──────── Task input ────────

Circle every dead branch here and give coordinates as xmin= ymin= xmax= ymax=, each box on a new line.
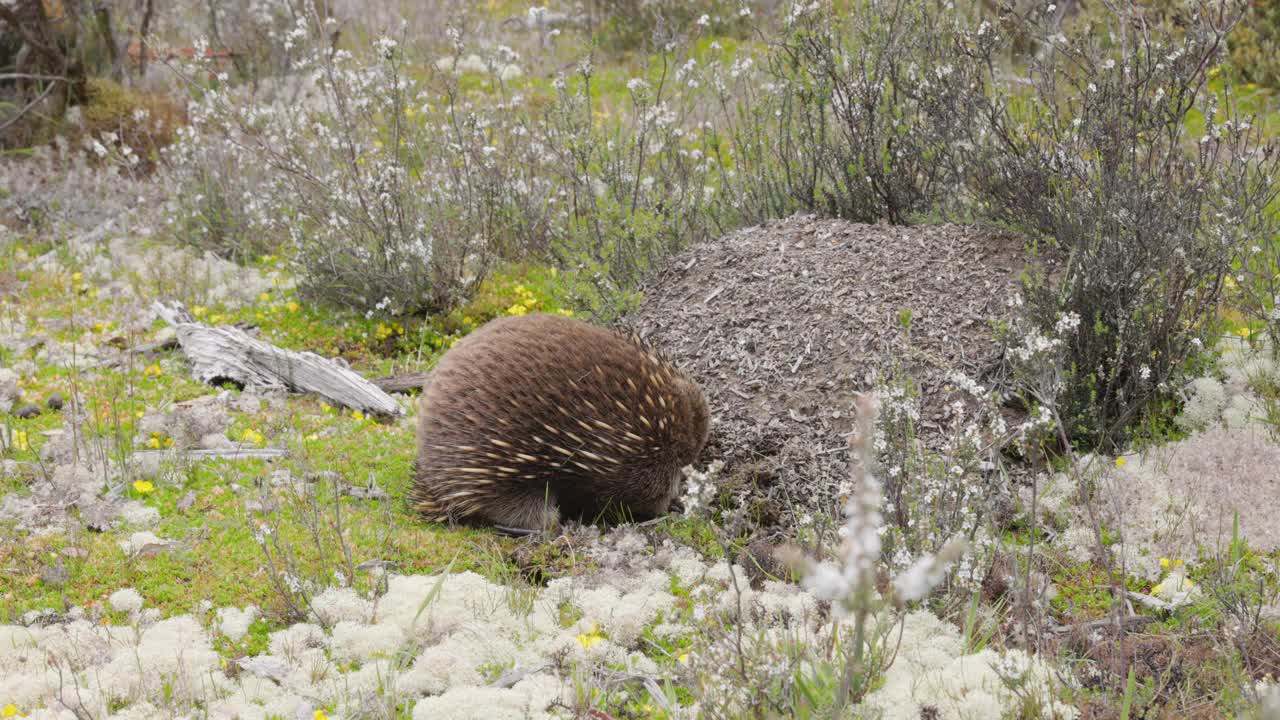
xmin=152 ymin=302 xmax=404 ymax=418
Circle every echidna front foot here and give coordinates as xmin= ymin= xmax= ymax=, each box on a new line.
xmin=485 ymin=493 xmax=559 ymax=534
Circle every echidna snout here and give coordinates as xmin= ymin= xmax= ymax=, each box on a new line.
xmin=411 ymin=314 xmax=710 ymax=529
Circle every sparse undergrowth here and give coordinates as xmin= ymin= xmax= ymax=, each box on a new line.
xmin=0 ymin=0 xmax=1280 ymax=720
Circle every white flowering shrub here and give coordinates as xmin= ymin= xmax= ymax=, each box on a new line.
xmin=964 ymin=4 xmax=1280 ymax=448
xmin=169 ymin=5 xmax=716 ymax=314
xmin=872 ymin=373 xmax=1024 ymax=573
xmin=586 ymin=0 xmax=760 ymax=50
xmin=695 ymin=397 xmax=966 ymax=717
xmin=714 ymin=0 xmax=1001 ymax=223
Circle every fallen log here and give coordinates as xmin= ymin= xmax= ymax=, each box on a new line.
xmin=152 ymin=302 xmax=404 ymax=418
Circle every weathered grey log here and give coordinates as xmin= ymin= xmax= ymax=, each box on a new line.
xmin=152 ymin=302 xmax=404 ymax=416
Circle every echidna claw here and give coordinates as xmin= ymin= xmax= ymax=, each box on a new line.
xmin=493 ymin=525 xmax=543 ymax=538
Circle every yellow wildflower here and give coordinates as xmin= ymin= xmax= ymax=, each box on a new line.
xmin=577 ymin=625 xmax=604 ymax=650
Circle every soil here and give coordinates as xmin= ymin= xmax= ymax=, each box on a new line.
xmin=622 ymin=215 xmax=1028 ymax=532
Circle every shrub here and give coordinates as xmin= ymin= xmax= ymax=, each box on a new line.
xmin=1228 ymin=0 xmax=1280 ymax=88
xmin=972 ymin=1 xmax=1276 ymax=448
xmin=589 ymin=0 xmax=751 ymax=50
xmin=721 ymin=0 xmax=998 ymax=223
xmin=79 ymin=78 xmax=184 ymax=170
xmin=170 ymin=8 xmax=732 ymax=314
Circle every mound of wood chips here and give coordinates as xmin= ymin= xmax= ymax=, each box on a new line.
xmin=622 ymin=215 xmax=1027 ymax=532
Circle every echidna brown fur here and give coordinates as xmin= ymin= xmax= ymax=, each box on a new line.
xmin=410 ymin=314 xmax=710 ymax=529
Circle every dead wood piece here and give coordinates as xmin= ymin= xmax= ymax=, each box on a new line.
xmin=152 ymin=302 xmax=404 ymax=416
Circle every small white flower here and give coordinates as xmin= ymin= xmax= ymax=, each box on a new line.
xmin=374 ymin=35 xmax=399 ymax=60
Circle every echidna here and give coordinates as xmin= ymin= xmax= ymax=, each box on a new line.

────────

● **Problem**
Reproduce every line from the start of the items through the line with "xmin=622 ymin=215 xmax=1028 ymax=532", requests included, and shift each bounding box coordinate in the answers by -98. Omit the pictures.

● **Exercise answer**
Circle every dead branch here and give coordinates as xmin= ymin= xmax= ymax=, each box on a new line.
xmin=54 ymin=204 xmax=306 ymax=320
Circle every echidna front foot here and give coordinates as xmin= ymin= xmax= ymax=, each box on a new line.
xmin=387 ymin=395 xmax=461 ymax=436
Circle every echidna snout here and give coordinates as xmin= ymin= xmax= ymax=, each box on a new line.
xmin=313 ymin=216 xmax=612 ymax=431
Circle every sparse undergrowth here and give coordinates as xmin= ymin= xmax= ymax=, each box on a new line.
xmin=-98 ymin=-98 xmax=1182 ymax=622
Circle every white flowering shrub here and give coordinates as xmin= ymin= xmax= ymax=, each box on a new line.
xmin=866 ymin=-94 xmax=1182 ymax=350
xmin=71 ymin=-93 xmax=618 ymax=216
xmin=774 ymin=275 xmax=926 ymax=475
xmin=488 ymin=-98 xmax=662 ymax=-48
xmin=597 ymin=299 xmax=868 ymax=619
xmin=616 ymin=-98 xmax=903 ymax=125
Circle every fallen log here and give coordinates as xmin= ymin= xmax= ymax=, each box on a new line.
xmin=54 ymin=204 xmax=306 ymax=320
Circle every weathered grey log here and give coordinates as xmin= ymin= xmax= ymax=, each box on a new line.
xmin=54 ymin=204 xmax=306 ymax=318
Circle every echidna claw here and give coordinates as xmin= ymin= xmax= ymax=, each box on a new line.
xmin=395 ymin=427 xmax=445 ymax=440
Circle every yellow wildflower here and give coordinates as xmin= ymin= xmax= ymax=, each box on a new line.
xmin=479 ymin=527 xmax=506 ymax=552
Circle every soil here and give coordinates as xmin= ymin= xmax= ymax=, each box on a new line.
xmin=524 ymin=117 xmax=930 ymax=434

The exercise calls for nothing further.